Set exercise
Copy the stretch of the fiscal literacy text from "In this context, tax" through "fairness (Palma & Pita, 2015)." word for word.

Article
========================================================================
2.1.2. Definition of Fiscal Literacy

Taxation is commonly defined as the set of taxes in force and the corresponding legal provisions that enable the public treasury to assume responsibility for financing State expenditures. The tax system comprises the rules, principles, and mechanisms that regulate the levying and collection of public revenue, with the dual purpose of funding public expenditure and redistributing wealth within society (Pereira, 2023).
In this context, tax education emerges as a crucial instrument for reshaping the relationship between the State and its citizens. Insufficient knowledge of the tax system can distort taxpayers’ perceptions and lead to inadequate decision-making, including non-compliance with tax obligations. When effectively implemented, tax education informs citizens of their responsibilities, reinforces trust in the system, and promotes greater transparency and fairness (Palma & Pita, 2015).
Furthermore, tax education plays a significant role in addressing tax fraud and evasion. Citizens who possess adequate knowledge of the tax system are more aware of the legal and social consequences of their actions, thereby contributing to a reduction in evasion (Palma & Pita, 2015). Saad (2014) notes that tax literacy is positively associated with compliance behaviour: the more informed individuals are about taxation, the more likely they are to meet their fiscal obligations appropriately. However, the author also observes that previous research reveals some inconsistencies, indicating that the impact of tax knowledge on compliance may vary and should be analysed in light of the broader legal and social context in which taxpayers operate.
========================================================================
Extracted entries

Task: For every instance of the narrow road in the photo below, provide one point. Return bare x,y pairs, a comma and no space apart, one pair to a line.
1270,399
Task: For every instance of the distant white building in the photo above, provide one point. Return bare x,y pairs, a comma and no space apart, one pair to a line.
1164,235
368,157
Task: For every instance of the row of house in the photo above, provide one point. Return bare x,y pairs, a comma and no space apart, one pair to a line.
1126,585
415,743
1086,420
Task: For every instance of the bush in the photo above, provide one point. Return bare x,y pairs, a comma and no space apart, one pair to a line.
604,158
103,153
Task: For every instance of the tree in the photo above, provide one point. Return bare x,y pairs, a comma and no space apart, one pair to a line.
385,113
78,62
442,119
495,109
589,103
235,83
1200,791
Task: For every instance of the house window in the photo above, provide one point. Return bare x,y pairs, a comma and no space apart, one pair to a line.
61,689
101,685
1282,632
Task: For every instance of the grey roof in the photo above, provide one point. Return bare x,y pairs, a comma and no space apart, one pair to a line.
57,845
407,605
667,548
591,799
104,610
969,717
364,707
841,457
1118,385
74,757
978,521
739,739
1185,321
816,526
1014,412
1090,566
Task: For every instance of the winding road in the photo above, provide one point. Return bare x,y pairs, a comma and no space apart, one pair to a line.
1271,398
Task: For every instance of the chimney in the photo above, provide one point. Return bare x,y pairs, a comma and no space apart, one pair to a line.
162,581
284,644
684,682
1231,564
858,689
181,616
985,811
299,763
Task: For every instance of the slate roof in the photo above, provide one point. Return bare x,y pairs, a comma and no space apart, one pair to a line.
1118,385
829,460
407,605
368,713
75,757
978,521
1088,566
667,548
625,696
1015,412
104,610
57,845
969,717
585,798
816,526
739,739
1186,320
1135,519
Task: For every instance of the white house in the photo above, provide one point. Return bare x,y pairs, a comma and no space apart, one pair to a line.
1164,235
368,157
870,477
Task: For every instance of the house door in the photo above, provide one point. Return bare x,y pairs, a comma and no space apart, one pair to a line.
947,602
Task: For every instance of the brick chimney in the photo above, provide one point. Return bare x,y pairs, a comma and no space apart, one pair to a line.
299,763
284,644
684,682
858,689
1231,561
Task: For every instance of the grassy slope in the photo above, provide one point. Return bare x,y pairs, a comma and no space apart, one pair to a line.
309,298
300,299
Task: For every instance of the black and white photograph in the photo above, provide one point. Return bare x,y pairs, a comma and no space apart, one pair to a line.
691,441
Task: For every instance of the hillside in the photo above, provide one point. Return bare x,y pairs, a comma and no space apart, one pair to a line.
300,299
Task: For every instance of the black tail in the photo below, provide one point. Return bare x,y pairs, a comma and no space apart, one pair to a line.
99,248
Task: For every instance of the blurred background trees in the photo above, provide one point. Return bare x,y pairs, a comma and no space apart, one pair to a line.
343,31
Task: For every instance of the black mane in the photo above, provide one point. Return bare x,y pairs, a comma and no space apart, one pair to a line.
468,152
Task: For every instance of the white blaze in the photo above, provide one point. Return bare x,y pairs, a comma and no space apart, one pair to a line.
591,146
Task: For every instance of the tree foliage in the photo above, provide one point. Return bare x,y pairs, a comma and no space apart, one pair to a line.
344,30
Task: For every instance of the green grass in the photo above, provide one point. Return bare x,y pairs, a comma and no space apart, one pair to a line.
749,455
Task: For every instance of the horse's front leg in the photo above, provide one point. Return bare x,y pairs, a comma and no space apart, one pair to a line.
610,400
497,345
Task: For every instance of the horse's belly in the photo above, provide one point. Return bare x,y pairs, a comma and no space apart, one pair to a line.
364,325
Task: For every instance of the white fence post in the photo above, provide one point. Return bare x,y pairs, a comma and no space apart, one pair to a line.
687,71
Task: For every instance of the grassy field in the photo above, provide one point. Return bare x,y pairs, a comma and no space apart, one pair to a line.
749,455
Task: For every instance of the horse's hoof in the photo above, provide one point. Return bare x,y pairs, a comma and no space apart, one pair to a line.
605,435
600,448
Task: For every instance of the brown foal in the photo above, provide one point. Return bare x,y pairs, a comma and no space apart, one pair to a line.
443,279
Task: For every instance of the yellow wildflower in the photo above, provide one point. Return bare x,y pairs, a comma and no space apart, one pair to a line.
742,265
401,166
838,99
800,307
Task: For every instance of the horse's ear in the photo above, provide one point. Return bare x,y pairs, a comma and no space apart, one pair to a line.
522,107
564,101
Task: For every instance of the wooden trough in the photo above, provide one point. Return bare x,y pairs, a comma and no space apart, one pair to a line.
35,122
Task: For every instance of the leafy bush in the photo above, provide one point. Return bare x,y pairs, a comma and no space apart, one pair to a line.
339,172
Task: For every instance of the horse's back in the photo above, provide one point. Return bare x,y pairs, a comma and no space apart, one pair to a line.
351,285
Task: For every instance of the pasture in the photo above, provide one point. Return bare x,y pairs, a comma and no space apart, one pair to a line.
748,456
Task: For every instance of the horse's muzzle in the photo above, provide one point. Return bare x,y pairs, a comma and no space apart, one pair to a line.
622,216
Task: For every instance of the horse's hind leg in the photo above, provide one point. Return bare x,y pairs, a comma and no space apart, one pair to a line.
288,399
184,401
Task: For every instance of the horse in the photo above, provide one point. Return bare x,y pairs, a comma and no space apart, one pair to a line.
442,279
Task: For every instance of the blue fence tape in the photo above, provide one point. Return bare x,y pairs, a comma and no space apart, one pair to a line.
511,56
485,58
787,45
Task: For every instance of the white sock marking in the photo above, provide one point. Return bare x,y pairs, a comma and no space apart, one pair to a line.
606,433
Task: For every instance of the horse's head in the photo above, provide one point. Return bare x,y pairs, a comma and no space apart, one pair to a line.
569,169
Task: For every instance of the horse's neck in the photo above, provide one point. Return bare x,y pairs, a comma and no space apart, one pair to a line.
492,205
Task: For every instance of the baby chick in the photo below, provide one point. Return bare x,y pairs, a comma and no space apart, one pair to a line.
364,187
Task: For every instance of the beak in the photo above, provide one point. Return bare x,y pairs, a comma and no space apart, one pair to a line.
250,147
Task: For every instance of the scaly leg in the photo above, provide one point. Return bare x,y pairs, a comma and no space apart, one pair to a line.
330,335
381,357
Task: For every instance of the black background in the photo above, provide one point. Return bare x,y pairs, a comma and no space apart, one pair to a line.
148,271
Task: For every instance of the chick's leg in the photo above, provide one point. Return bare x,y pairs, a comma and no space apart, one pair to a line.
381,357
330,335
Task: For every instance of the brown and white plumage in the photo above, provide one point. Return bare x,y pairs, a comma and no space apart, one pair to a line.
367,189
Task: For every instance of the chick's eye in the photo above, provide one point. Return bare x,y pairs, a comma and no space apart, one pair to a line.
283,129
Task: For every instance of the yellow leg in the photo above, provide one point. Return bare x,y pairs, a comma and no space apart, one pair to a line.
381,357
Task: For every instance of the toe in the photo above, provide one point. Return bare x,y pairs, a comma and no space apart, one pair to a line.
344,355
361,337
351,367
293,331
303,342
========================================================================
Full output
In this context, tax education emerges as a crucial instrument for reshaping the relationship between the State and its citizens. Insufficient knowledge of the tax system can distort taxpayers’ perceptions and lead to inadequate decision-making, including non-compliance with tax obligations. When effectively implemented, tax education informs citizens of their responsibilities, reinforces trust in the system, and promotes greater transparency and fairness (Palma & Pita, 2015).